While sitting here trying to figure out what we’ll do next week to preview the opening of the regular season, a couple of thoughts come to mind.
To wit:
Since the night of the NBA draft, Jay Triano has been suggesting that the best – and maybe only – way to get minutes for rookie DeMar DeRozan would be to start him for six or seven minutes in the first and third quarters and then get into a regular rotation of wings.
Well, now, obviously, that’s not cast in stone, as this quote from Jay yesterday indicates.
Personally, I think that’s a bit of a shot across the bow at the kid and he’ll end up being the starting shooting guard on opening night.“I haven’t really had an opportunity to see anyone beat him (DeRozan) out yet. Now that Antoine is back, I’d say the job is wide open and that will keep our young rookie honest.”
The kid, shooting woes aside, has shown flashes in these pretend games. He’s willing to go to the rim (although it’d be nice if he’d be a better free throw shooter when he did) and his defence, while spotty, is not despicable.

To be done |
[a] Answer these questions using the basketball post:
(i) Who has been suggesting a starting plan for DeMar DeRozan since the night of the NBA draft?
(ii) In the quote, whose return makes the job "wide open"?
(iii) What does the writer wish DeRozan were better at when he goes to the rim?
[b] Translate this sentence from the basketball post into Spanish: "The kid, shooting woes aside, has shown flashes in these pretend games."
[c] Output everything in the basketball post from "While sitting here" down to "Jay yesterday indicates.", word for word.
The rows come from a separate source.

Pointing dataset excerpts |
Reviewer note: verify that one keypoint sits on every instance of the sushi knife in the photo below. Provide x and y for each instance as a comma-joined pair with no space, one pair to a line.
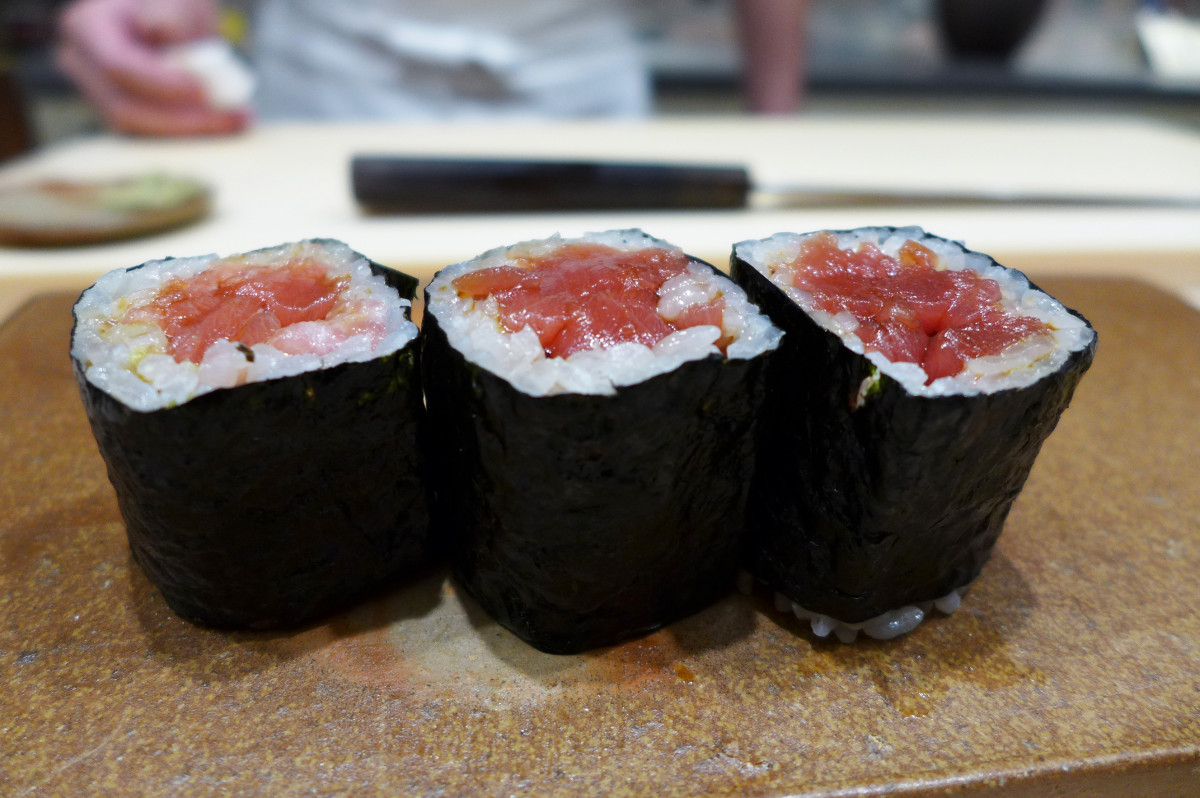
388,184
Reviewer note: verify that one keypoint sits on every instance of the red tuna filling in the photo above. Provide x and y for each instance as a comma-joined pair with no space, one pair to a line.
588,295
244,304
907,309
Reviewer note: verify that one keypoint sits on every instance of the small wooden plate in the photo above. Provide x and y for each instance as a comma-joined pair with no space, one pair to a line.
61,213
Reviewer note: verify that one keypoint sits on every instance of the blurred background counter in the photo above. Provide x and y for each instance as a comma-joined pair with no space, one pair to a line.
289,181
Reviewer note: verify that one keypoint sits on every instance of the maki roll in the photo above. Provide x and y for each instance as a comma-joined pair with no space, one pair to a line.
594,403
259,417
915,387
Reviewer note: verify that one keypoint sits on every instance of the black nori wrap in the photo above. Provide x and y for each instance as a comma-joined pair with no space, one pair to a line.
274,503
857,511
577,520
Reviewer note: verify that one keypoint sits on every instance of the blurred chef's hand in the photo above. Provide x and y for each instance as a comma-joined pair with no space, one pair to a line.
117,54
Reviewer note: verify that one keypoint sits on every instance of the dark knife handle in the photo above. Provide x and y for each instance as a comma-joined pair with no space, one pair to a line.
415,185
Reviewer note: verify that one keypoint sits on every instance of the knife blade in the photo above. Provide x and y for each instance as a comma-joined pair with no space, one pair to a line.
388,184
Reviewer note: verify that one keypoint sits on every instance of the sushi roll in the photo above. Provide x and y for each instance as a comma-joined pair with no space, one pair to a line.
593,402
915,387
261,419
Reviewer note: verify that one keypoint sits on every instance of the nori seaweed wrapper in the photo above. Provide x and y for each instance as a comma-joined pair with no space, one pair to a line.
863,505
274,503
582,520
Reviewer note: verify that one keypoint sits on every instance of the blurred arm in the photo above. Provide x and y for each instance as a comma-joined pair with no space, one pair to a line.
112,51
772,34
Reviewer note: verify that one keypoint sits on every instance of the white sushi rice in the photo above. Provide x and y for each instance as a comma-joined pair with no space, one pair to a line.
131,363
474,329
1023,364
886,625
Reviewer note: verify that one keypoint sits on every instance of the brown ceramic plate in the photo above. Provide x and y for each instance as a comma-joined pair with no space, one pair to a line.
1071,669
61,213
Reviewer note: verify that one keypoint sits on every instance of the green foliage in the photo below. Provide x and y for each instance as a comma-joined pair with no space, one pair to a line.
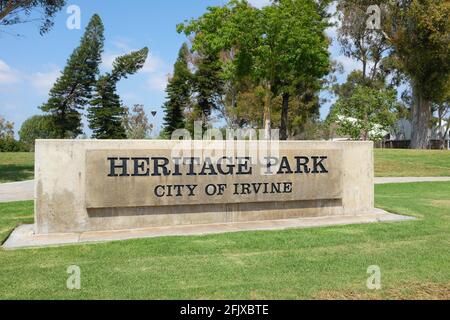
279,48
6,128
9,144
106,112
366,114
73,89
136,124
419,32
179,91
37,127
17,166
16,12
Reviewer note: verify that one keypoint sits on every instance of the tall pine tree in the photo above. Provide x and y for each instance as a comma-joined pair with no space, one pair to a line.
73,89
178,94
106,112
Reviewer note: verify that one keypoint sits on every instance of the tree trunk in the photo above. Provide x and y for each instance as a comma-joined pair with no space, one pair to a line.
267,116
284,116
421,117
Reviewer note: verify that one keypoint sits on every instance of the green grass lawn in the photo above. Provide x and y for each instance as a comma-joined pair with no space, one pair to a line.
412,163
329,262
16,166
388,163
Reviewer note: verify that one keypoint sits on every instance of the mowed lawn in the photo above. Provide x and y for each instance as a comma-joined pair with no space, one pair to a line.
388,163
16,166
412,163
318,263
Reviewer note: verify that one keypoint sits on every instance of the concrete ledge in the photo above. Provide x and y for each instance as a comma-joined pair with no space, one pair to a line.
24,237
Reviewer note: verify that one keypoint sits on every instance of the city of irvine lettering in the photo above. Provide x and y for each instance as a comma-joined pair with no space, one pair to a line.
224,166
193,166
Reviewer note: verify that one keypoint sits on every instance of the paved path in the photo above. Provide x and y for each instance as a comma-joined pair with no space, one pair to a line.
17,191
22,191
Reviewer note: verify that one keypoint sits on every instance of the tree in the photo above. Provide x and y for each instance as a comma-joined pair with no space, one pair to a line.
419,33
73,89
106,112
357,41
277,47
7,141
366,114
179,91
6,128
136,124
37,127
208,86
20,11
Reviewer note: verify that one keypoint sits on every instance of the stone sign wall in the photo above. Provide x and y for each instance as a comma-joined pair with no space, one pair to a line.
112,185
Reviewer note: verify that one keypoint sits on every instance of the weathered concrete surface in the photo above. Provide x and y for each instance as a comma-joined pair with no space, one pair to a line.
23,191
17,191
24,236
61,199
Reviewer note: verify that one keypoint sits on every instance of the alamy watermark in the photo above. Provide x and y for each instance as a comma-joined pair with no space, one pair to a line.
74,280
73,22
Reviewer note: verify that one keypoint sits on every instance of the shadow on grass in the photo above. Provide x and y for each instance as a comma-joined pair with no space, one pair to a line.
12,172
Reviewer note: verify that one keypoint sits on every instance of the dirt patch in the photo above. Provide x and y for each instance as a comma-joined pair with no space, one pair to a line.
410,291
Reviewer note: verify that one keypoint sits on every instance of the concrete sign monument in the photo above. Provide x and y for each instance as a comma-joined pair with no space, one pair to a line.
87,185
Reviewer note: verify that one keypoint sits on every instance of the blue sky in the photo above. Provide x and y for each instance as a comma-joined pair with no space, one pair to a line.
30,64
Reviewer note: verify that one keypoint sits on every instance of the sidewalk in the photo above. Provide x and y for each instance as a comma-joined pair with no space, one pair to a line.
17,191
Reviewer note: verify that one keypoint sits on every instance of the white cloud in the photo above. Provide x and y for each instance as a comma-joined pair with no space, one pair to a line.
7,74
44,81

Task solutions |
[a]
(i) Jay Triano
(ii) Antoine
(iii) Free throw shooting

[b] El chico, dejando de lado sus problemas de tiro, ha mostrado destellos en estos partidos de mentira.

[c]
While sitting here trying to figure out what we’ll do next week to preview the opening of the regular season, a couple of thoughts come to mind.
To wit:
Since the night of the NBA draft, Jay Triano has been suggesting that the best – and maybe only – way to get minutes for rookie DeMar DeRozan would be to start him for six or seven minutes in the first and third quarters and then get into a regular rotation of wings.
Well, now, obviously, that’s not cast in stone, as this quote from Jay yesterday indicates.